[start AVAILABLE DATA]

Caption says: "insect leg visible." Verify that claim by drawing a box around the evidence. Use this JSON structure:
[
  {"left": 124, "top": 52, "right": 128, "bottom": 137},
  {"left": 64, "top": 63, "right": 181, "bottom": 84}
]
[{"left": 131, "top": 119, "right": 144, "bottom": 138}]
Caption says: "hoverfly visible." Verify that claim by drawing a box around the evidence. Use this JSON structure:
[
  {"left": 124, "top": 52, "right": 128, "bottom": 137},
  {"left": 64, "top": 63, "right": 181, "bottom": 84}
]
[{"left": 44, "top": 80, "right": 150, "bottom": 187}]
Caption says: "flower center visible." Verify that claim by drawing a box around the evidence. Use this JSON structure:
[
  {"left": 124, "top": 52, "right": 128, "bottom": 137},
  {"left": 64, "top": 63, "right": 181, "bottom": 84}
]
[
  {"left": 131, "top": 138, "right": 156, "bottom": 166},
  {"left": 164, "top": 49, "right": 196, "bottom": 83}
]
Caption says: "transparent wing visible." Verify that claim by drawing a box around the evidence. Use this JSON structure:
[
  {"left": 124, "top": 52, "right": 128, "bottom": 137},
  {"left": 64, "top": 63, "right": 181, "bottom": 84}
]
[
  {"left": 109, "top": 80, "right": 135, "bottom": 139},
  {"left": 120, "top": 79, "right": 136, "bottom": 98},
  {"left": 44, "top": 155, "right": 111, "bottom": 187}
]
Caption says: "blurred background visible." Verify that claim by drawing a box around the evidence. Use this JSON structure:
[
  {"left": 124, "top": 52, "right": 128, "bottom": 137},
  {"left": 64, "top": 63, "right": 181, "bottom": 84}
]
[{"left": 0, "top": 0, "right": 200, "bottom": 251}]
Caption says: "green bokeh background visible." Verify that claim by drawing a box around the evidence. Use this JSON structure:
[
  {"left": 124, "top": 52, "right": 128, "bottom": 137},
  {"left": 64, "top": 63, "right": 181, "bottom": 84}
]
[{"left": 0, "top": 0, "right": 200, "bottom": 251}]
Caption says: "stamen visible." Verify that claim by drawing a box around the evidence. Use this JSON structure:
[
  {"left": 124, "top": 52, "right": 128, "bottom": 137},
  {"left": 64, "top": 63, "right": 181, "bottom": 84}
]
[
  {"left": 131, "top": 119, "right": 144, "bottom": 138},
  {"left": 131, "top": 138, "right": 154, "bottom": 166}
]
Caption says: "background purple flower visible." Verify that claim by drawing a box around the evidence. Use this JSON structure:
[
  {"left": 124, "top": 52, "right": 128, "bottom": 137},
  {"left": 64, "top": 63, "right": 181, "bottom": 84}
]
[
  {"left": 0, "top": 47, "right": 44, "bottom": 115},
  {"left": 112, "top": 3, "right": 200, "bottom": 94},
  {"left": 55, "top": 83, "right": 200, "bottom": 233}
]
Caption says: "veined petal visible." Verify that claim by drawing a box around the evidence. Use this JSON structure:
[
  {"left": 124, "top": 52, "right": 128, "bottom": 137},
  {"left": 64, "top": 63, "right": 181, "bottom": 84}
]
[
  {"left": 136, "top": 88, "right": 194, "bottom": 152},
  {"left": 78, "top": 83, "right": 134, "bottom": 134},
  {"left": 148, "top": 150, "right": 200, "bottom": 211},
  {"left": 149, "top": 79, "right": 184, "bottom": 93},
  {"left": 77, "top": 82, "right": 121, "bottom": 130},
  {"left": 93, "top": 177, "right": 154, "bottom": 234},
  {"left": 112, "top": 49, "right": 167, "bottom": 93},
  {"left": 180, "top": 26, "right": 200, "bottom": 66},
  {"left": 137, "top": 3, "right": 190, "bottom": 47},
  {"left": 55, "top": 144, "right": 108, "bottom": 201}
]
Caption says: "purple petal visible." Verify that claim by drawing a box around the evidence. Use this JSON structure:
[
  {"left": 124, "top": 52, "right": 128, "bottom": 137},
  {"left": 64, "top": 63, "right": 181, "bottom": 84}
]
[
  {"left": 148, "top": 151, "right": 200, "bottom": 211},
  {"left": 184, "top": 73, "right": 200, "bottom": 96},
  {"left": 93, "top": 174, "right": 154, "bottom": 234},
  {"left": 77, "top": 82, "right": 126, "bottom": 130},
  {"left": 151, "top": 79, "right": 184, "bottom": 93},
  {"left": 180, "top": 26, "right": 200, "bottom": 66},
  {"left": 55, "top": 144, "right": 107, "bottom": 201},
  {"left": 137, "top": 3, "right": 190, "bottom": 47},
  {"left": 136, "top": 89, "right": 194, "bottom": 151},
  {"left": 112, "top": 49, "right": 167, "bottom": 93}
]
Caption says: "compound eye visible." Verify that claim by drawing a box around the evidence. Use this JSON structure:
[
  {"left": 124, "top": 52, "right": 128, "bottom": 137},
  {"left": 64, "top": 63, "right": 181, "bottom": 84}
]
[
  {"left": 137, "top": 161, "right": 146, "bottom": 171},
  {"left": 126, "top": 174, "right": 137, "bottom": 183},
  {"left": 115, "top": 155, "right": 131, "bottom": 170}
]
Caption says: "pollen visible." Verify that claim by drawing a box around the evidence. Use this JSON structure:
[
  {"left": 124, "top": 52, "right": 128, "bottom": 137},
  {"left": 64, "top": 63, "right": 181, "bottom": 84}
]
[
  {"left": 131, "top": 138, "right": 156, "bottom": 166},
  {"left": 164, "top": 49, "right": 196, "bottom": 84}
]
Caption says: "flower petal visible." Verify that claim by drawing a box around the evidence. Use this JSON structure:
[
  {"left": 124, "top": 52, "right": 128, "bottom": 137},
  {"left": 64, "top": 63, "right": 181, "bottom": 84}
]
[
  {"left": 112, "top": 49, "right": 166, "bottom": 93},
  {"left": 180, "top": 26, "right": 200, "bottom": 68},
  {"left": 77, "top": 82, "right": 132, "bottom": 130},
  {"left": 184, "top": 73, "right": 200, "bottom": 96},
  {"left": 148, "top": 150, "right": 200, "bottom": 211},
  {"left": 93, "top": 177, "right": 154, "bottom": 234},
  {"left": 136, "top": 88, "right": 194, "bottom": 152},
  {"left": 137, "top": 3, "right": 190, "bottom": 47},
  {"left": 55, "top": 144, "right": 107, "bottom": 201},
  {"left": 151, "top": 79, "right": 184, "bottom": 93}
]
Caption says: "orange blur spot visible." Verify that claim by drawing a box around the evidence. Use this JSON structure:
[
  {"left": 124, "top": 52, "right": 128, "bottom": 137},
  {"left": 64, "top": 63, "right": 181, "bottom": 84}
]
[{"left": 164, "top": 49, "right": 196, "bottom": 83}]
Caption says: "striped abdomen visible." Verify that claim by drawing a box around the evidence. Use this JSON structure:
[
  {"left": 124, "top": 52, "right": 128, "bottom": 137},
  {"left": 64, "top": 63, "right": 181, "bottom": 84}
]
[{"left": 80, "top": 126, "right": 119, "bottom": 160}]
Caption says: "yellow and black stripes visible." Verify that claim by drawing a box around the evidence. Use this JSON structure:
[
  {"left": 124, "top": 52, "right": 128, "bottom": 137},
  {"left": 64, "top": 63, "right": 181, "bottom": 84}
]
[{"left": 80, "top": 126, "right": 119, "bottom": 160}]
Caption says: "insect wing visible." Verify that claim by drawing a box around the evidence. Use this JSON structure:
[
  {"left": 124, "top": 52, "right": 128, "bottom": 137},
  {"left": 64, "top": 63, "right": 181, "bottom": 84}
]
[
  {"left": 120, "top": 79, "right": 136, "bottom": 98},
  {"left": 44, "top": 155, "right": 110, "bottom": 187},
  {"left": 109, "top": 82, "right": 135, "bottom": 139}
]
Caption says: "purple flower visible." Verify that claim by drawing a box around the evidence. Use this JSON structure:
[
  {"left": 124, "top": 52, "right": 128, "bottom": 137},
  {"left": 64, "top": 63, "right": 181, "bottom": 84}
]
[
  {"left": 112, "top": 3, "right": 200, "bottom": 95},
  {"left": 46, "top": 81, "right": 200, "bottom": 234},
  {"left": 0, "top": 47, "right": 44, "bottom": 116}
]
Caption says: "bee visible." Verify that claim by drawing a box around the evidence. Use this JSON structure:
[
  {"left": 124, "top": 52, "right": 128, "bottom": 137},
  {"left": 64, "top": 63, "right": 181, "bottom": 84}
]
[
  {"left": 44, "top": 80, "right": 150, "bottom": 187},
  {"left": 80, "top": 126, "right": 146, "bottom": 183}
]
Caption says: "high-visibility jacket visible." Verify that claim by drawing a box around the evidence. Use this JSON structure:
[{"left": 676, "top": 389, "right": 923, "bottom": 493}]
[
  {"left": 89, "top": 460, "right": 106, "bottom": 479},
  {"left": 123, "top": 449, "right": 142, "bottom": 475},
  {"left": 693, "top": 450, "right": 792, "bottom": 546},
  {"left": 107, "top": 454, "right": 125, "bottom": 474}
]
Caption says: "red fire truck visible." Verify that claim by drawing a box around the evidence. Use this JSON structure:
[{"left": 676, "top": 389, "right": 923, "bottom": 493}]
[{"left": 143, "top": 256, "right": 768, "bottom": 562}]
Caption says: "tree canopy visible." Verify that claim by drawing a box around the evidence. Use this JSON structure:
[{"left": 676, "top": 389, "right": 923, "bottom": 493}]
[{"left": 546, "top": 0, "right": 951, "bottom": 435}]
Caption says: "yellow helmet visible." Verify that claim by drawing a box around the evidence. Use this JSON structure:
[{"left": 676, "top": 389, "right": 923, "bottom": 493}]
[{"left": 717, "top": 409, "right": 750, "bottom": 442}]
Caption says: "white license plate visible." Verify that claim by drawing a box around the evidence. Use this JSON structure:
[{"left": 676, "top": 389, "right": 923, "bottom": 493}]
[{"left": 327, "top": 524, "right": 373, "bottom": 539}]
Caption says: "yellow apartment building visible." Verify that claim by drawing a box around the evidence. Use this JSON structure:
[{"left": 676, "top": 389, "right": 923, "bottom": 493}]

[end AVAILABLE DATA]

• **EXERCISE DIRECTIONS**
Count the lines in the data above that contain the string "flower", treating case as significant. Give only the number.

• **FULL ANSWER**
4